● Short exercise A: In the wave-fitting passage, write out the part from "Notice that there" to "of our samples." again, substituting "measurements" for "samples".
● Short exercise B: According to the wave-fitting passage, what is the version of finite differences that uses the four samples called?
● Short exercise C: Pick up the wave-fitting passage from the point where it stops and keep writing it.

Notice that there are now four samples, and they all go in different directions. This is a version of finite differences called central differences. From these samples, if we rotate our object then have a plane that could fit on the wave but it sits underneath, tangent to the wave’s curve. This is fine in convex scenarios, but it will lie underneath the curve in a concave area. The adjusted position is the mean of our samples.

$$ y’ = \frac{w(x - 0.5W, z) + w(x + 0.5W, z) + w(x, z + .5L) + w(x, z - .5L)}{4} $$

In the case where our rectangle spans across a convex area of the curve, this will move us further down into the water. Using the higher of our adjusted value and the height at the center of the rectangle easily mitigates this.

$$ y’’ = \max(y’, w(x, y)) $$

All of this, in code, looks like this:

func fit_plane(plane: Node3D, size: Vector2) -> Transform3D:
    # take samples
    var center = plane.global_position
	var left = _wave(center + (Vector3.LEFT * size.x / 2).rotated(Vector3.UP, plane.global_rotation.y))
	var right = _wave(center + (Vector3.RIGHT * size.x / 2).rotated(Vector3.UP, plane.global_rotation.y))
	var front = _wave(center + (Vector3.FORWARD * size.y / 2).rotated(Vector3.UP, plane.global_rotation.y))

● Dataset entries:
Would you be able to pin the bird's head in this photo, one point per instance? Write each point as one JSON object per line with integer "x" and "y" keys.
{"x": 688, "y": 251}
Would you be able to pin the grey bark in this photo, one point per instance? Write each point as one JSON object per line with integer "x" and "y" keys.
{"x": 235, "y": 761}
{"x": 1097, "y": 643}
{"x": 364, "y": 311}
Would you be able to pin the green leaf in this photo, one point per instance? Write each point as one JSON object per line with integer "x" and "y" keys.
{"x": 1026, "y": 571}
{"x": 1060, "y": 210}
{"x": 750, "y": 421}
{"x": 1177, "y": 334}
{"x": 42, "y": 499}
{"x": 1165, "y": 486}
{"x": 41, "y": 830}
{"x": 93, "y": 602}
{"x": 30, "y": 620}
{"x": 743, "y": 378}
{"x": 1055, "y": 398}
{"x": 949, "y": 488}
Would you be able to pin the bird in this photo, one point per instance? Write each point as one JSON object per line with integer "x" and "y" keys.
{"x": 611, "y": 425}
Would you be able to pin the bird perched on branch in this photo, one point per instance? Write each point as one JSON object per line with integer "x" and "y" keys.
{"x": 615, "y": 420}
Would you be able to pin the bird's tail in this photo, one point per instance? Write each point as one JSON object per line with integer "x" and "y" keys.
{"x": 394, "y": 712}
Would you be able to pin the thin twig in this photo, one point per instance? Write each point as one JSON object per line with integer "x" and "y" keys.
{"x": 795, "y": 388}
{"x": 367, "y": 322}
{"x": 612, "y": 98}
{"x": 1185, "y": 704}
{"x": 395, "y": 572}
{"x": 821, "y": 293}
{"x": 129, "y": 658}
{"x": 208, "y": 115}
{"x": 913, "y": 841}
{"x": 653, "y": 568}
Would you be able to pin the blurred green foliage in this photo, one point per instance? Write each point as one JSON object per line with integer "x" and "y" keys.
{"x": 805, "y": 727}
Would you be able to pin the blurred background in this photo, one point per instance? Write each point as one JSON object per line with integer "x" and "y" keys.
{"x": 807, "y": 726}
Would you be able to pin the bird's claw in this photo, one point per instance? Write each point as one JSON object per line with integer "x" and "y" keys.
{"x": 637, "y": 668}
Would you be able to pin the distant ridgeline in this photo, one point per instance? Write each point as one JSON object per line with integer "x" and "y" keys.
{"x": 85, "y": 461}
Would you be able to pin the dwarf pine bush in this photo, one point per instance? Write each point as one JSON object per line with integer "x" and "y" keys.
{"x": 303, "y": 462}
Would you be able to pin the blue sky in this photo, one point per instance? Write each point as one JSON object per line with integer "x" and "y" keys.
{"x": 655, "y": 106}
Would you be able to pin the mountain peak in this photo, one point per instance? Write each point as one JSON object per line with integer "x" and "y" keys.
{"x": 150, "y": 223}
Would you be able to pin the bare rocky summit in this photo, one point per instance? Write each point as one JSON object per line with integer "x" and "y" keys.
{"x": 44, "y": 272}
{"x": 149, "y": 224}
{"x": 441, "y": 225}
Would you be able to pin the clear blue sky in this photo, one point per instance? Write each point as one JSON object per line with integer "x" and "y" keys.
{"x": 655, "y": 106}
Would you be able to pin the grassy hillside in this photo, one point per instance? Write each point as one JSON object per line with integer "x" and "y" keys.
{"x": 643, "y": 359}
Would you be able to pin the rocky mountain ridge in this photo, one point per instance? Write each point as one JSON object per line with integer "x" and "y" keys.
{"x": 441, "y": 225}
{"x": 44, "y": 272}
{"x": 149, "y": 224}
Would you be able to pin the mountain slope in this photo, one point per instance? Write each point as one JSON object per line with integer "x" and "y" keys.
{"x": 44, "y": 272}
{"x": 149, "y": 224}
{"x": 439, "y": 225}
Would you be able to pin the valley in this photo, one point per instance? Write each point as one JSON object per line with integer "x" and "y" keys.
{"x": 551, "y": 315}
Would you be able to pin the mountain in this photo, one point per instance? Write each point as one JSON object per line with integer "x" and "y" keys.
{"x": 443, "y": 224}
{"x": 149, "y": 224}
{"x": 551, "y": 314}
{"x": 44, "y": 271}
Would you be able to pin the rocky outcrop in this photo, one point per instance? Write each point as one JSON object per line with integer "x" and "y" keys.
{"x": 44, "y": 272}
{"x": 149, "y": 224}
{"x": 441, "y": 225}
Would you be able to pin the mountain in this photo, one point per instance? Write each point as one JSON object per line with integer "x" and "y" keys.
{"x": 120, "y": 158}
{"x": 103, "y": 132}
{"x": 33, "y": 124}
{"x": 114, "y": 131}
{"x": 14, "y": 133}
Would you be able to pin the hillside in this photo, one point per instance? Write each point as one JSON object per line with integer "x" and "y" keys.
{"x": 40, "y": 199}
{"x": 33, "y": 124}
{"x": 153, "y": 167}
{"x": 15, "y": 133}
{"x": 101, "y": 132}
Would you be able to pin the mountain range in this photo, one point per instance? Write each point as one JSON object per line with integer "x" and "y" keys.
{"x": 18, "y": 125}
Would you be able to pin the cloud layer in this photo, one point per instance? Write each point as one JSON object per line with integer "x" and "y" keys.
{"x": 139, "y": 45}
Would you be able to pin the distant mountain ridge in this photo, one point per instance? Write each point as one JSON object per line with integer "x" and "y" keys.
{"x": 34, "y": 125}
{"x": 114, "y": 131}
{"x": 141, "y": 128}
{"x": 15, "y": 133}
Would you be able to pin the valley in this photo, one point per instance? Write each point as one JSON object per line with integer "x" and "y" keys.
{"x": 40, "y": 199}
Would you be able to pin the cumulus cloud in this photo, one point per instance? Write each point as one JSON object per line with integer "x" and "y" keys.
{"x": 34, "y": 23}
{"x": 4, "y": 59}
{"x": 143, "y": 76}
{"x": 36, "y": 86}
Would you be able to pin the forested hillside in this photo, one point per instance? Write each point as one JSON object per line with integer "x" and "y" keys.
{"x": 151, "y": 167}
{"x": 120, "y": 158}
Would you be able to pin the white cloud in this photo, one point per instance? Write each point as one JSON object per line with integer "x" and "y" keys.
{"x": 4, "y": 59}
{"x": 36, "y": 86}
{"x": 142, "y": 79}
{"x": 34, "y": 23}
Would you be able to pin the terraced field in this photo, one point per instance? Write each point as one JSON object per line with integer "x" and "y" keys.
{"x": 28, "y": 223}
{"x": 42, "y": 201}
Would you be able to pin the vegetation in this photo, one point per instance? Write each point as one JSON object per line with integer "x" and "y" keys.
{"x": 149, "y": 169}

● Final result A:
Notice that there are now four measurements, and they all go in different directions. This is a version of finite differences called central differences. From these measurements, if we rotate our object then have a plane that could fit on the wave but it sits underneath, tangent to the wave’s curve. This is fine in convex scenarios, but it will lie underneath the curve in a concave area. The adjusted position is the mean of our measurements.

● Final result B: Central differences.

● Final result C:
	var back = _wave(center + (Vector3.BACK * size.y / 2).rotated(Vector3.UP, plane.global_rotation.y))

    # compute the normal
    var dx = right -left
    var dz = back-front
    var normal = -Vector3(size.x, dx, 0).cross(Vector3(0, dz, size.y)).normalized()

    # place the object
    var surface_point = center
    var sample_mean = (left + right + front + back) / 4)
    var surface_point.y = max(_wave(center), sample_mean) 

    # create a transform
	var rotation_axis = Vector3.UP.cross(normal).normalized()
	var rotation_angle = Vector3.UP.angle_to(normal)
	if rotation_axis.length_squared() < .1:
		rotation_axis = Vector3.RIGHT
	return Transform3D(Basis(rotation_axis.normalized(), rotation_angle), surface_point)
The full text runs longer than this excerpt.